** begin **
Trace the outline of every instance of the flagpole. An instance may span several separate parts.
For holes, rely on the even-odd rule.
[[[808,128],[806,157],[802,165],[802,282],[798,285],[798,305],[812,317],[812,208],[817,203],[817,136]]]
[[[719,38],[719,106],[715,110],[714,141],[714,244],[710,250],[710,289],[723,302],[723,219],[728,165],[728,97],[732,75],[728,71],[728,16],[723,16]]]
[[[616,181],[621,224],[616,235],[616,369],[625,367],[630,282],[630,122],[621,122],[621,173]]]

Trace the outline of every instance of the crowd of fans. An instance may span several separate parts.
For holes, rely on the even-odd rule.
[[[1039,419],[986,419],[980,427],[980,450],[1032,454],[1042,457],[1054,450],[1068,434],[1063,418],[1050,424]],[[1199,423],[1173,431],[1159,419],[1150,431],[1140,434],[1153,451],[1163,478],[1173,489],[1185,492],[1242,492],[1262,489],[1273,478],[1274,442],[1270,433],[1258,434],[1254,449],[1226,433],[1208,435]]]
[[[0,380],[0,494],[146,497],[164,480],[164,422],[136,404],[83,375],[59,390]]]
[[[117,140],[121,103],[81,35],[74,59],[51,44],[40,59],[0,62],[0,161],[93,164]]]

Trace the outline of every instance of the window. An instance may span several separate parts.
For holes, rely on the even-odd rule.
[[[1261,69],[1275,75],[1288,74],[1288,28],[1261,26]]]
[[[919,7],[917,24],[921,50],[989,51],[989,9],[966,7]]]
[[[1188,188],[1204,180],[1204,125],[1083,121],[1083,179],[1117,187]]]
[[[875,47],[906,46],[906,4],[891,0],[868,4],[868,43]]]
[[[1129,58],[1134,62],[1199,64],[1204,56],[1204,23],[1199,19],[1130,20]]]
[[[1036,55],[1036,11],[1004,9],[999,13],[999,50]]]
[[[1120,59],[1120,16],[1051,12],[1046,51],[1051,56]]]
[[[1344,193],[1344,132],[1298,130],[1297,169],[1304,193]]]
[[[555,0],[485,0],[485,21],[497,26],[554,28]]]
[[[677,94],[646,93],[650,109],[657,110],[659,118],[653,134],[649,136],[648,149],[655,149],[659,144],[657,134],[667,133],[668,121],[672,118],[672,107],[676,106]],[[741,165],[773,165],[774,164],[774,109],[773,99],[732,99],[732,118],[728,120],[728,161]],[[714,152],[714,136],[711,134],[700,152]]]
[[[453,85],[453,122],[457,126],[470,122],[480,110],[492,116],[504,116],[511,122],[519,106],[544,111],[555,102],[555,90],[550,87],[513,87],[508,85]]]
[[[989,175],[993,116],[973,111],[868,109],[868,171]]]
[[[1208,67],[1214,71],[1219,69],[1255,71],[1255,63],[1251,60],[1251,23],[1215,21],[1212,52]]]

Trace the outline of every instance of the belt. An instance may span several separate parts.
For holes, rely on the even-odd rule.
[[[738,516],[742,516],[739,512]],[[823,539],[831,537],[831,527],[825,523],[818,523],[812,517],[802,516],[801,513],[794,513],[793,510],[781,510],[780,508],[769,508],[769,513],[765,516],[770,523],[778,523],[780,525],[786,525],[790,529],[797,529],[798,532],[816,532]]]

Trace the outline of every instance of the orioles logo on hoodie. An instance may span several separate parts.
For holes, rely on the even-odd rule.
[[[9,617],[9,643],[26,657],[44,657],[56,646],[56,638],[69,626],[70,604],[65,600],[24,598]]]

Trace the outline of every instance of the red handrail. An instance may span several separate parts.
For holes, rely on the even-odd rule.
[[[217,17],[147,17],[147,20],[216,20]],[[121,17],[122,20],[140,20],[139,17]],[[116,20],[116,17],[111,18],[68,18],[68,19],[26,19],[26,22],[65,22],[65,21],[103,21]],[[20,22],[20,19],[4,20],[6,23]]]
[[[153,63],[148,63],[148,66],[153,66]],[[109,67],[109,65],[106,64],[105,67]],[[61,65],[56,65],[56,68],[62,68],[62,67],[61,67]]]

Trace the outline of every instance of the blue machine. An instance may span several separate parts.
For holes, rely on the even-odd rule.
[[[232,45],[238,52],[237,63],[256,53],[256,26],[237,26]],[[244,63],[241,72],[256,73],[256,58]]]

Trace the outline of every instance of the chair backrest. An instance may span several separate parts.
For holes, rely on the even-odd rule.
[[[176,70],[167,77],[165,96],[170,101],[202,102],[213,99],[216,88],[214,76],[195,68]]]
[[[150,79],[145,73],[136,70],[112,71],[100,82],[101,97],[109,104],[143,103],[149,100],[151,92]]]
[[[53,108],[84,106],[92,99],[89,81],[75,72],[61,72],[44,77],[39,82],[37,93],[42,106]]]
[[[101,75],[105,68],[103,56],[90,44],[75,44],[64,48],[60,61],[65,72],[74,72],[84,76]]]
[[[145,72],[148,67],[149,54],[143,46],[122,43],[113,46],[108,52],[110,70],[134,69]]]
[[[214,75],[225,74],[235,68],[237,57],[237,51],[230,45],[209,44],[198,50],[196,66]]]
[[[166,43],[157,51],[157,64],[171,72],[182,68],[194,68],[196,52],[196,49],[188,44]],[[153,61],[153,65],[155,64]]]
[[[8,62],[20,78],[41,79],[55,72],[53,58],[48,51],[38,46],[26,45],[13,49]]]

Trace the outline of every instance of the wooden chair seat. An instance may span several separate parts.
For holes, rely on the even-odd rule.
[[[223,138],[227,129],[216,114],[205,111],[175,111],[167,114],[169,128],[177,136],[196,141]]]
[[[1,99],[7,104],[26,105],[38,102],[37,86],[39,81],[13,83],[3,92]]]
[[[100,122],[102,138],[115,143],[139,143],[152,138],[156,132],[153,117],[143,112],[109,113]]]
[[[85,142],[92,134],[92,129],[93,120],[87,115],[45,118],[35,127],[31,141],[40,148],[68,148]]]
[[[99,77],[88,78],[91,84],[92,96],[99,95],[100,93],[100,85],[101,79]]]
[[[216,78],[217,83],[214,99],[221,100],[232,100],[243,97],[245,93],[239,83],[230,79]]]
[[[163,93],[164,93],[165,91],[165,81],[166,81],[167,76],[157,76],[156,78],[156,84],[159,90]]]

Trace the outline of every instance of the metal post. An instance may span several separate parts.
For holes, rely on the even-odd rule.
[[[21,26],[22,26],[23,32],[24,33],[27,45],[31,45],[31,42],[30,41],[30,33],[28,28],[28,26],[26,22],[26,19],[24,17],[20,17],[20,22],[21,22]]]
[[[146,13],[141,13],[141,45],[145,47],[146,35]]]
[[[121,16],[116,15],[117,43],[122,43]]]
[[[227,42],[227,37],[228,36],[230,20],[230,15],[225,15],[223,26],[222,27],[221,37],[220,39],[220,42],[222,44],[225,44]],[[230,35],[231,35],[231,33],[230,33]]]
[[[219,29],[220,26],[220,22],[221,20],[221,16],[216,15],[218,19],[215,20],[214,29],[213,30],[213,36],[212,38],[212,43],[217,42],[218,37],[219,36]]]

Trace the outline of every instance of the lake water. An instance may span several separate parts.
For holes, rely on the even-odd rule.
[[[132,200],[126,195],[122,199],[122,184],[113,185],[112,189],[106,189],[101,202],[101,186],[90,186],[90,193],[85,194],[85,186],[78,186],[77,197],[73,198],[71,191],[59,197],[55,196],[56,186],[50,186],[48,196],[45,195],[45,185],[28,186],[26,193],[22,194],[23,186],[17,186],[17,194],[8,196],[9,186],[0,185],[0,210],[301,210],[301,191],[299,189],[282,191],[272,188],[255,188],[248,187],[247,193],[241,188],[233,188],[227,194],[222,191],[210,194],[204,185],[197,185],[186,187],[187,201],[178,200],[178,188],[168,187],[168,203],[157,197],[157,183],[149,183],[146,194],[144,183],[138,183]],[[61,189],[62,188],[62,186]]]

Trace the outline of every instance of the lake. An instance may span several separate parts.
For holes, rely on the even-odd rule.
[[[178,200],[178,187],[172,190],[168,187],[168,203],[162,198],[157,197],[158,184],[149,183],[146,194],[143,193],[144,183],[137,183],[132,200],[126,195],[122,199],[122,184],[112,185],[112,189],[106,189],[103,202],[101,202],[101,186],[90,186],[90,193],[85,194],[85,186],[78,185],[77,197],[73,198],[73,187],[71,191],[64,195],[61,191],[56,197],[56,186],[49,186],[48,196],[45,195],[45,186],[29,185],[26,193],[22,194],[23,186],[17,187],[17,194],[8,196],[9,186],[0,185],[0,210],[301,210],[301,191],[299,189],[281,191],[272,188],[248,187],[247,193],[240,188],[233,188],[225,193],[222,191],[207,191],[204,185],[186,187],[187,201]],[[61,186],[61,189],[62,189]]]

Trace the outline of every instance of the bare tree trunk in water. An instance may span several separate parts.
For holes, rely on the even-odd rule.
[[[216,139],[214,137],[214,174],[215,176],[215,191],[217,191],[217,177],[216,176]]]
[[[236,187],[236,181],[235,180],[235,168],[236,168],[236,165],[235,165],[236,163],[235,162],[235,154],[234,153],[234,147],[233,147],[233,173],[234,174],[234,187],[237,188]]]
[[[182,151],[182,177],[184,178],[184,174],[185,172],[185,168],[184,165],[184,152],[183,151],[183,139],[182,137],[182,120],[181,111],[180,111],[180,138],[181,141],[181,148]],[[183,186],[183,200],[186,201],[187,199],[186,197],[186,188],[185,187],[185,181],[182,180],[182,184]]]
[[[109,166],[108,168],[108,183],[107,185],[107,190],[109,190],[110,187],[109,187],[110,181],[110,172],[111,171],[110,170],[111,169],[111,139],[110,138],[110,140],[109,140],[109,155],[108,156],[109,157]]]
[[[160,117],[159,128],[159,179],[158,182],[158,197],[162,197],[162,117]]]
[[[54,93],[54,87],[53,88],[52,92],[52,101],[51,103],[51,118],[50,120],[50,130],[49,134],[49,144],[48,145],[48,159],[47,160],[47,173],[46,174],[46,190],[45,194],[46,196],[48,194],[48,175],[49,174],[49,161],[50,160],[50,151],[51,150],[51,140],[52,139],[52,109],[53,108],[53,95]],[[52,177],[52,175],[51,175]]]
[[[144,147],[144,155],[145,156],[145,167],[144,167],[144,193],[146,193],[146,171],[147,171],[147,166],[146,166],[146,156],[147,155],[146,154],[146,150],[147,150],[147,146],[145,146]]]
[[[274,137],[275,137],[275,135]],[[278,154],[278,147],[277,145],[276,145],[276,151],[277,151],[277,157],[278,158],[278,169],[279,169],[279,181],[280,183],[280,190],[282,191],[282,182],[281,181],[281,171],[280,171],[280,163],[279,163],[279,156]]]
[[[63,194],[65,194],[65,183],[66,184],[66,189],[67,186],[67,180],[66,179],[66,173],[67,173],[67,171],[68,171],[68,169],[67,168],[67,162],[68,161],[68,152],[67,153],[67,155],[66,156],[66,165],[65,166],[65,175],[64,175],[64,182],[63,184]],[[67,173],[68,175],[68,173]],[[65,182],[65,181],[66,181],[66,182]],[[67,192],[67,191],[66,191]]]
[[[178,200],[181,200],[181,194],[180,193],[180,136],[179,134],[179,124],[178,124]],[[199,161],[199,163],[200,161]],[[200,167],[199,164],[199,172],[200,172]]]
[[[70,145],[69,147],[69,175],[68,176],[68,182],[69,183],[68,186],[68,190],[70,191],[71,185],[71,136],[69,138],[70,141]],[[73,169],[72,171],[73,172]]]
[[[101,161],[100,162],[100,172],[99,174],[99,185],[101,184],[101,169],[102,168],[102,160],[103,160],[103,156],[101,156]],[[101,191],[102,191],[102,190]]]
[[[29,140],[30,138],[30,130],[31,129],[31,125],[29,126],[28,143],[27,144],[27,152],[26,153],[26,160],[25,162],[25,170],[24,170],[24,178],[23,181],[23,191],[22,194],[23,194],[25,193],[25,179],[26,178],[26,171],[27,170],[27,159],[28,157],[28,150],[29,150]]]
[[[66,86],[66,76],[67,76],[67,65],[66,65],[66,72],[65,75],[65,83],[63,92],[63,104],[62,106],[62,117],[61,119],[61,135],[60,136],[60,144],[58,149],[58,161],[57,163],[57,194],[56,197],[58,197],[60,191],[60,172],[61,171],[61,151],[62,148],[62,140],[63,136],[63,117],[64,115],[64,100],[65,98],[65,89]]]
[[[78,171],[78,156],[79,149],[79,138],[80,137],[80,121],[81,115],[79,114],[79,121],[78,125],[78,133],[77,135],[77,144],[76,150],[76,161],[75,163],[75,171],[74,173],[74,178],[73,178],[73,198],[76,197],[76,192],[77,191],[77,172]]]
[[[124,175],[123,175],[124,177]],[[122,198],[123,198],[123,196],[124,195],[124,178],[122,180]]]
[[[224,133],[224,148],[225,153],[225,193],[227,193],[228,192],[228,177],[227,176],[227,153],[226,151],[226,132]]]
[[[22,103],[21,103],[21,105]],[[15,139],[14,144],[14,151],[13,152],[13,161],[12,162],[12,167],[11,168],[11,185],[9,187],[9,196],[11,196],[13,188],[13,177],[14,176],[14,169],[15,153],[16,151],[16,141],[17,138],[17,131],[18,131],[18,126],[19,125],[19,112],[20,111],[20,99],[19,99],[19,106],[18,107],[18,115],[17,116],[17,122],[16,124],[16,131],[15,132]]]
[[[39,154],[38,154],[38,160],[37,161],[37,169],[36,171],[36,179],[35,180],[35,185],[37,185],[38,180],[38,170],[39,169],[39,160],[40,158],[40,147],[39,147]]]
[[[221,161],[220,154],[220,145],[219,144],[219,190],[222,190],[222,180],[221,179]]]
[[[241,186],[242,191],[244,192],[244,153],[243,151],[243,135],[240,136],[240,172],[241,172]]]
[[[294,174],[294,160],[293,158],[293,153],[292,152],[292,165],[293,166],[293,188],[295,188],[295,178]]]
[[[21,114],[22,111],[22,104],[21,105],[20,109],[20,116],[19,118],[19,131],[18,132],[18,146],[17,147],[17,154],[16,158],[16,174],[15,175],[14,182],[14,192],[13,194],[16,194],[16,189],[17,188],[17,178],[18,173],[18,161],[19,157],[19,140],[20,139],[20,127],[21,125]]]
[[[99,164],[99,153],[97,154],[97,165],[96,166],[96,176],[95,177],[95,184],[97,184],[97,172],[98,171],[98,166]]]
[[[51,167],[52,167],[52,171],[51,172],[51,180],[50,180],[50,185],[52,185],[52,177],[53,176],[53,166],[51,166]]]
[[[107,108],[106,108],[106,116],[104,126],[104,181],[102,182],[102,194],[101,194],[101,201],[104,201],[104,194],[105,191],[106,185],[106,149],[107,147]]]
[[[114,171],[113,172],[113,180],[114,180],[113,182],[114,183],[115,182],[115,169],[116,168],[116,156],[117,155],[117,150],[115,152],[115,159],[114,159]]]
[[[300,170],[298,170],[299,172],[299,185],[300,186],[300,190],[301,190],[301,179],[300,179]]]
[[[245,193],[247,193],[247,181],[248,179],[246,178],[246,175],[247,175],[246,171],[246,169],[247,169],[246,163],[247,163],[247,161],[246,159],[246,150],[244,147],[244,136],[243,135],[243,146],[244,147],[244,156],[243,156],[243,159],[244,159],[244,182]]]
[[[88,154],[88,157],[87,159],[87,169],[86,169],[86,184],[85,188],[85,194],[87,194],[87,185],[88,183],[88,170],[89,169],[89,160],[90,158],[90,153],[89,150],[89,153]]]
** end **
#### Your goal
Report every line of the items that contains the word "chair", copying each such line in full.

#### The reply
Trace the outline of every instance of the chair backrest. An instance may span several separate parts.
Trace the outline of every instance of the wooden chair seat. An instance may span several separate parts.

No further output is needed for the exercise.